▸ What you will do
The whole listing is to be retyped exactly as it appears.

▸ Given information
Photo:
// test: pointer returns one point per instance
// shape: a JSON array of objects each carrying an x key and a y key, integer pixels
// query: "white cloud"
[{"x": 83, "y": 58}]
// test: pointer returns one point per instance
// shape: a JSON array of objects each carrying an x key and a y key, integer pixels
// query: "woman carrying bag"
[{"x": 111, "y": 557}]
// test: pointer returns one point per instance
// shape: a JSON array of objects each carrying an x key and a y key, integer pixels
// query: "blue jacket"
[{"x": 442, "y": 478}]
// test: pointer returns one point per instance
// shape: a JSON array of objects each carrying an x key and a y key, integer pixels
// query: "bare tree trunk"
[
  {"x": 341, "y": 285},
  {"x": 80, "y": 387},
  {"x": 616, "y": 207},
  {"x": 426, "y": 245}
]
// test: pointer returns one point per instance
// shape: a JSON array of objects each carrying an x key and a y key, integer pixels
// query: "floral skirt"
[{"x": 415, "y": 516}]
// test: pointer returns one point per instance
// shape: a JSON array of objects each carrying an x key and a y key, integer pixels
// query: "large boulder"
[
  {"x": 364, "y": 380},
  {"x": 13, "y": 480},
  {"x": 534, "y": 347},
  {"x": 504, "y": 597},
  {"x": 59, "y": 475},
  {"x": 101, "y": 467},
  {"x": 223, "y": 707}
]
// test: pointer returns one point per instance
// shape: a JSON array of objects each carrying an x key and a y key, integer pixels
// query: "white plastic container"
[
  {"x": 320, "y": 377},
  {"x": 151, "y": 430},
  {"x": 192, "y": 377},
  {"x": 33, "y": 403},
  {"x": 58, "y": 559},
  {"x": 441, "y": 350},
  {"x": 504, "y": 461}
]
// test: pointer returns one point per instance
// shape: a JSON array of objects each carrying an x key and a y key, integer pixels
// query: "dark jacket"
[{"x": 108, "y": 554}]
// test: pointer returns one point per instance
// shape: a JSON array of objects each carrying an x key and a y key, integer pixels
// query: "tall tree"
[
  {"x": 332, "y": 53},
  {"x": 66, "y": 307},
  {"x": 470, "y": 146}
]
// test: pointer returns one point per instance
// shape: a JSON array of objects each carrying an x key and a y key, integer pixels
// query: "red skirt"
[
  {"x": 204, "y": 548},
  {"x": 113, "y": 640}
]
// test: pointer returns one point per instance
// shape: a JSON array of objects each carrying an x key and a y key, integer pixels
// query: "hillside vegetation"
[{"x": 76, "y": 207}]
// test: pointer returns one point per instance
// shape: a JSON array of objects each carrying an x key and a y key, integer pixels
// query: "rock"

▸ Reply to the exercise
Photo:
// test: pointer returns one point per instance
// shape: a JSON array of objects each carrying an x key and a y key, integer pixels
// query: "white cloud"
[{"x": 83, "y": 58}]
// test: pointer returns one point per instance
// shape: a JSON array of objects each carrying an x key and a y key, integer pixels
// query: "woman carrying bag"
[{"x": 111, "y": 557}]
// test: pointer returns one point per instance
// shape: a JSON array of objects each carrying an x key and a y key, integer pixels
// query: "blue jacket"
[{"x": 442, "y": 478}]
// test: pointer returns one point per instance
// shape: a JSON array of objects each carrying an x key and a y key, integer pixels
// query: "bare tree trunk"
[
  {"x": 341, "y": 285},
  {"x": 80, "y": 387},
  {"x": 616, "y": 207},
  {"x": 426, "y": 245}
]
// test: pointer returns one point per instance
// shape: a JSON array of objects each carrying an x key and a y key, integer pixels
// query: "floral skirt"
[{"x": 415, "y": 516}]
// test: pointer returns one point per instance
// shape: a JSON array of objects each carrying an x key and a y key, integer pixels
// query: "large boulder"
[
  {"x": 364, "y": 380},
  {"x": 13, "y": 480},
  {"x": 534, "y": 347},
  {"x": 504, "y": 597},
  {"x": 59, "y": 475},
  {"x": 101, "y": 467},
  {"x": 223, "y": 707}
]
// test: pointer returns one point per instance
// shape: a JSON array of objects each carrying an x key and a y key, integer pixels
// query: "white plastic container"
[
  {"x": 320, "y": 377},
  {"x": 151, "y": 430},
  {"x": 192, "y": 377},
  {"x": 33, "y": 403},
  {"x": 58, "y": 559},
  {"x": 441, "y": 350},
  {"x": 504, "y": 461}
]
// test: pointer returns one point per instance
// shape: a JSON array of objects each carrying an x key and a y key, integer pixels
// query: "dark jacket"
[{"x": 108, "y": 554}]
// test: pointer returns one point per instance
// shape: a JSON array of objects each carrying an x key and a y key, integer pixels
// query: "tall tree"
[
  {"x": 332, "y": 53},
  {"x": 66, "y": 307},
  {"x": 470, "y": 146}
]
// test: pointer returns one point per instance
// shape: a JSON array of objects each carrying an x key and a y key, integer pixels
// query: "red skirt"
[
  {"x": 204, "y": 548},
  {"x": 113, "y": 640}
]
// test: pointer returns one point per instance
// shape: a JSON array of objects each carrying an x key and a y key, integer pixels
// query: "hillside vegetation"
[{"x": 76, "y": 207}]
// test: pointer returns one point per instance
// shape: a JSON array of objects each carrying an x key and a y key, integer pixels
// query: "rock"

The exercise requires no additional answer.